# Aim 1
Answer these from the module overview:
(a) What plants does the motivating example classify by species?
(b) Which two topics are listed under Classification2?
(c) What kind of data does Clustering start from?

# Page excerpt
━━━━━━━━━━━━━━━━
Module Overview

Welcome to Data Mining,
We will start this module with a warm up lab to set up software and some basic data analysis. The formal lecture will give an overview of the module — what will be covered, how it will be delivered and assessed.

Motivating Example

This week we review some of the most useful pandas commands and look at how to classify iris plants by species

Data Handling

Introduction to Python and Numpy

Python features for data manipulation
Array handling with numpy

Exploratory Data Analysis

Before we begin to think about constructing models representing our data we need to see what kind of data we have, what is being measured, how clean it is, etc.

Data and metadata
Statistics for understanding

Exploratory Data Analysis2

Continuing our review of Exploratory Data analysis, we consider richer analytics on data, leading to identification of features for prediction

Review of EDA Phase 1
Analysing features and targets

Data Modelling

This week we will discuss general concepts/issues in the construction of data mining models.

Type of models
Model building as a process
Modelling concerns

Regression1

Sometimes we need to predict a numeric value or set of such values, given existing (training) data

Motivation - fitting a line to data
Perspectives - optimisation, linear algebra, statistics
Measuring the quality of the results

Classification1

Given labeled training data, develop models to classify new data based on what we have seen in the training data

Contrast with regression
Classification metrics
Classification using logistic regression

Regression2

We continue our introduction to regression, considering how to make it more robust.

Regularisation
Transformation of variables
Regression in practice

Classification2

Classification using techniques that use probability-based models

Decision Trees
Naive Bayes

Clustering

Given unlabeled data, look for subsets that help to improve understanding of the overall data set

Partitioning
Hierarchies
━━━━━━━━━━━━━━━━
Named-object pointing records:
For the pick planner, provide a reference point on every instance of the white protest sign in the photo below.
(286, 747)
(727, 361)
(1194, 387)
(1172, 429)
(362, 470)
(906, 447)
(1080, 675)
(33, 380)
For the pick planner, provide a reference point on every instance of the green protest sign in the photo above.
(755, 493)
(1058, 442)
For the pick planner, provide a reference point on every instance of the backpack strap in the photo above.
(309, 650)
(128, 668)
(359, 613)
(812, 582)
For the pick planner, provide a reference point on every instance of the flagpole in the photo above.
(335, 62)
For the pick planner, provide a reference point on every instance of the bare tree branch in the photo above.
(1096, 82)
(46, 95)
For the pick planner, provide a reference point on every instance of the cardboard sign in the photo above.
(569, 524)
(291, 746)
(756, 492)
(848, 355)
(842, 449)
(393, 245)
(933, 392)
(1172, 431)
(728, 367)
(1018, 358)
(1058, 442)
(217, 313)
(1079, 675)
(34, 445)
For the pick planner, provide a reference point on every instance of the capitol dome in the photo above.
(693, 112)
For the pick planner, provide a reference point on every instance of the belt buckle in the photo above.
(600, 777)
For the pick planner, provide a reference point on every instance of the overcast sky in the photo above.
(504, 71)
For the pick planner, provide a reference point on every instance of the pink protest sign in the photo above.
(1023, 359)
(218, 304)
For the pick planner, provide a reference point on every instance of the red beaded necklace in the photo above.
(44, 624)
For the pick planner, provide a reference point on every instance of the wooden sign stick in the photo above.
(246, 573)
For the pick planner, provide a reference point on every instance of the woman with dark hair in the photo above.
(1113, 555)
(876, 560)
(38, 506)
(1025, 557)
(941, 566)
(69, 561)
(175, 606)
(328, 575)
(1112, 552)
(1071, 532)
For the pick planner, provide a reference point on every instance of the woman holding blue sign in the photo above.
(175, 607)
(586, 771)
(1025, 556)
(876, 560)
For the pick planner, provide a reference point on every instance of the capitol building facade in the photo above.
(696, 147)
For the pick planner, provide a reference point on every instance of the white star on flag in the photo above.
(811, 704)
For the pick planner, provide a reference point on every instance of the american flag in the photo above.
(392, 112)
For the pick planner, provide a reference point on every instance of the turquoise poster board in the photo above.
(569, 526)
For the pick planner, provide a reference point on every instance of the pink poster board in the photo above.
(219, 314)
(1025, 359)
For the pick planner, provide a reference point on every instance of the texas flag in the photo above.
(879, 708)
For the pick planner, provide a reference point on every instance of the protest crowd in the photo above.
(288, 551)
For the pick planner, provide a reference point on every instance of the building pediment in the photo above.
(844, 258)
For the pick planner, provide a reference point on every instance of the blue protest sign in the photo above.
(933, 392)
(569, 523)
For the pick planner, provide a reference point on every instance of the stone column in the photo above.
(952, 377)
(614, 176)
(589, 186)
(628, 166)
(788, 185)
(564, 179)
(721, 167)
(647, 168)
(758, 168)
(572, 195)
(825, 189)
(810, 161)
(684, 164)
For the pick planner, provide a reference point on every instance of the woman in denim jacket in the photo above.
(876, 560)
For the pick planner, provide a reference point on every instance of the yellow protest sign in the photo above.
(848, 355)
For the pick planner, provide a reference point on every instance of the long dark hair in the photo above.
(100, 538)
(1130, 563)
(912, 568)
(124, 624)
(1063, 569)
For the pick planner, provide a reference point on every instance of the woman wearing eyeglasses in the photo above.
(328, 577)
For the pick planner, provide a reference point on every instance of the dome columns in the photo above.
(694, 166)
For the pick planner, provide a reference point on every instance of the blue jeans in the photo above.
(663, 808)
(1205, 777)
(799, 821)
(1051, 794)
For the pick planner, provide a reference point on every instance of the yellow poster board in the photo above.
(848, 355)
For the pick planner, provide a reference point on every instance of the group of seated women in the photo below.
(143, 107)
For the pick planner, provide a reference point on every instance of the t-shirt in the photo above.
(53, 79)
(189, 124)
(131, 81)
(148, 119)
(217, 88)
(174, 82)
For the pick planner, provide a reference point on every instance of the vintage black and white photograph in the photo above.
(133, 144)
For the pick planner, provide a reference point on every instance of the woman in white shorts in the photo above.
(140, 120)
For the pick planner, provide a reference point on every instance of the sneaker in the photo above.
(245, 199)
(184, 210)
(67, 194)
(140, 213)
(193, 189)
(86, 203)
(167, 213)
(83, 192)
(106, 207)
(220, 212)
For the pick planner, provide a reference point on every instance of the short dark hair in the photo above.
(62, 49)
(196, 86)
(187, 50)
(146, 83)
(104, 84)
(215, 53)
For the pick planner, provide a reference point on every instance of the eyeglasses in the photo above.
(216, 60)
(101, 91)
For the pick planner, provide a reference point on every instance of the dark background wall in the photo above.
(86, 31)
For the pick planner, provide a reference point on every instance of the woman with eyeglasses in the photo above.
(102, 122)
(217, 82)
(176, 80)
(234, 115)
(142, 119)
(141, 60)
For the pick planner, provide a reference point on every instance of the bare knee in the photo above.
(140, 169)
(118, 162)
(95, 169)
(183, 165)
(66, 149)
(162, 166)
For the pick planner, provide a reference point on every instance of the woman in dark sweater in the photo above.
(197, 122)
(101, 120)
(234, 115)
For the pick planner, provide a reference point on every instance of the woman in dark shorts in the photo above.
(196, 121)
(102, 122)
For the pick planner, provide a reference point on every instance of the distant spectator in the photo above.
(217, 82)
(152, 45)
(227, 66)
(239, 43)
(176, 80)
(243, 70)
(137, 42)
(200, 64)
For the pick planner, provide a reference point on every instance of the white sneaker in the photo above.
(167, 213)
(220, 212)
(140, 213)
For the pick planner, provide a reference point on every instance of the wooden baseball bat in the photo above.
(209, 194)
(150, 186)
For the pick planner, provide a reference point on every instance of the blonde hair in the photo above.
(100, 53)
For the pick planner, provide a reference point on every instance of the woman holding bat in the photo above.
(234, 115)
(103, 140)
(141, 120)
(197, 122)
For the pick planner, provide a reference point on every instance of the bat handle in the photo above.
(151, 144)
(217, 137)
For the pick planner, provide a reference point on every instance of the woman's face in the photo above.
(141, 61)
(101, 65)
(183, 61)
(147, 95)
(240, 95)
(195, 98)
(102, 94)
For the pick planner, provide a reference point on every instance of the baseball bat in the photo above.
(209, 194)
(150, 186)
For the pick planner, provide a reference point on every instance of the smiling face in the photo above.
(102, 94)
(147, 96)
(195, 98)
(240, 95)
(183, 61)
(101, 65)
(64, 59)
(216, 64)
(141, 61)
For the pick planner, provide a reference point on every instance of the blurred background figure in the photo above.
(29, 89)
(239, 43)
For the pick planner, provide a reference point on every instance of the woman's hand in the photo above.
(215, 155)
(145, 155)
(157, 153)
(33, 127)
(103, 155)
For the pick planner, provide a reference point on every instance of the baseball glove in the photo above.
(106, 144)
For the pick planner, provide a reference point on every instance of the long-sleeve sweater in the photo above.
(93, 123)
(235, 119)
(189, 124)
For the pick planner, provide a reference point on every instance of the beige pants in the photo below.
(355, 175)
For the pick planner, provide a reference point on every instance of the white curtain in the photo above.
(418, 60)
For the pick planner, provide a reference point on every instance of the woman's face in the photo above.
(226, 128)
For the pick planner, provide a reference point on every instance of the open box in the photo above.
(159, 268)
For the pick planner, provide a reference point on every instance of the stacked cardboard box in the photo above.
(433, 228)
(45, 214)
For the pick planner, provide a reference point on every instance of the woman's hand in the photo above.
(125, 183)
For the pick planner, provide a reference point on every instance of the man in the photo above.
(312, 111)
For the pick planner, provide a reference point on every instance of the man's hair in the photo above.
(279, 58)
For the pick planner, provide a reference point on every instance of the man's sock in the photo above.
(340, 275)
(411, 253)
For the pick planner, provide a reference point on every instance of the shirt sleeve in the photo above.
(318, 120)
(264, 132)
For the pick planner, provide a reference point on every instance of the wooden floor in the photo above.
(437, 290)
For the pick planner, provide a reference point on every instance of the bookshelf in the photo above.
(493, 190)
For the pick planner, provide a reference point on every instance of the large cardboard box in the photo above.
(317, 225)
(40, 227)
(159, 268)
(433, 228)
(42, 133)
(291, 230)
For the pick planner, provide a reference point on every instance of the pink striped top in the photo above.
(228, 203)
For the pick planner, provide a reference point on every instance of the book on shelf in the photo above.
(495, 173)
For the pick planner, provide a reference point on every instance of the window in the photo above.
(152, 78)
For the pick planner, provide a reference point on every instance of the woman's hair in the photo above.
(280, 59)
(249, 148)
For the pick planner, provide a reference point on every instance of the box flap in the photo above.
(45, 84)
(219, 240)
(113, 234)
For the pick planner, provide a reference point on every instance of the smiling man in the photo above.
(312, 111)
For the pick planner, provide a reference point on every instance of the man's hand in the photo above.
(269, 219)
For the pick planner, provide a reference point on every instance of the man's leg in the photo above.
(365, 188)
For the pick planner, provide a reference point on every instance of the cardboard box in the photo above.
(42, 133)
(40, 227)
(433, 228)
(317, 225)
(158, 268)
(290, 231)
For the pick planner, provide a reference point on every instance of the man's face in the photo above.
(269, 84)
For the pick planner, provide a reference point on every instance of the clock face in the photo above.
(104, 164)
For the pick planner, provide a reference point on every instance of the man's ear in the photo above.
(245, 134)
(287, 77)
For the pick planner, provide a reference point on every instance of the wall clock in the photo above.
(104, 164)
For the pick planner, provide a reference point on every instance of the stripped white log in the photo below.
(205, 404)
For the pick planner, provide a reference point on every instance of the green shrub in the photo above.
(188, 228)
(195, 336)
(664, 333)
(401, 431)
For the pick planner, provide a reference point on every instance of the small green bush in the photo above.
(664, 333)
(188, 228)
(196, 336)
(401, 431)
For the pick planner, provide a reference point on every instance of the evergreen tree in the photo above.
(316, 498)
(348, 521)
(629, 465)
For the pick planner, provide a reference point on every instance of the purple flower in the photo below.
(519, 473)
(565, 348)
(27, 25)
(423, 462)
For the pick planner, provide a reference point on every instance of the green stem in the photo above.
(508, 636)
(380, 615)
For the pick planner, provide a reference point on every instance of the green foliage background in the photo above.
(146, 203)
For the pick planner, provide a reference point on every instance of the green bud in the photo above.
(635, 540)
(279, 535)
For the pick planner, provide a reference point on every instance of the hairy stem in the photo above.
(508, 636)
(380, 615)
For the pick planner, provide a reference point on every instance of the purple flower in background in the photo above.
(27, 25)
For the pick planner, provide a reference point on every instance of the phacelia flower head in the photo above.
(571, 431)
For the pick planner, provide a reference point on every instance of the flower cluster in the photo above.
━━━━━━━━━━━━━━━━
# Aim 2
Please set out everything in the records from the line containing "hairy stem in the photo above." down through the end of the records as a Markdown table with the columns Row and Line, skipping any blank lines.

# Expected answer 1
(a) Iris plants
(b) Decision Trees and Naive Bayes
(c) Unlabeled data

# Expected answer 2
| Row | Line |
|---|---|
| 1 | For the pick planner, provide a reference point on every instance of the hairy stem in the photo above. |
| 2 | (508, 636) |
| 3 | (380, 615) |
| 4 | For the pick planner, provide a reference point on every instance of the purple flower in background in the photo above. |
| 5 | (27, 25) |
| 6 | For the pick planner, provide a reference point on every instance of the phacelia flower head in the photo above. |
| 7 | (571, 431) |
| 8 | For the pick planner, provide a reference point on every instance of the flower cluster in the photo above. |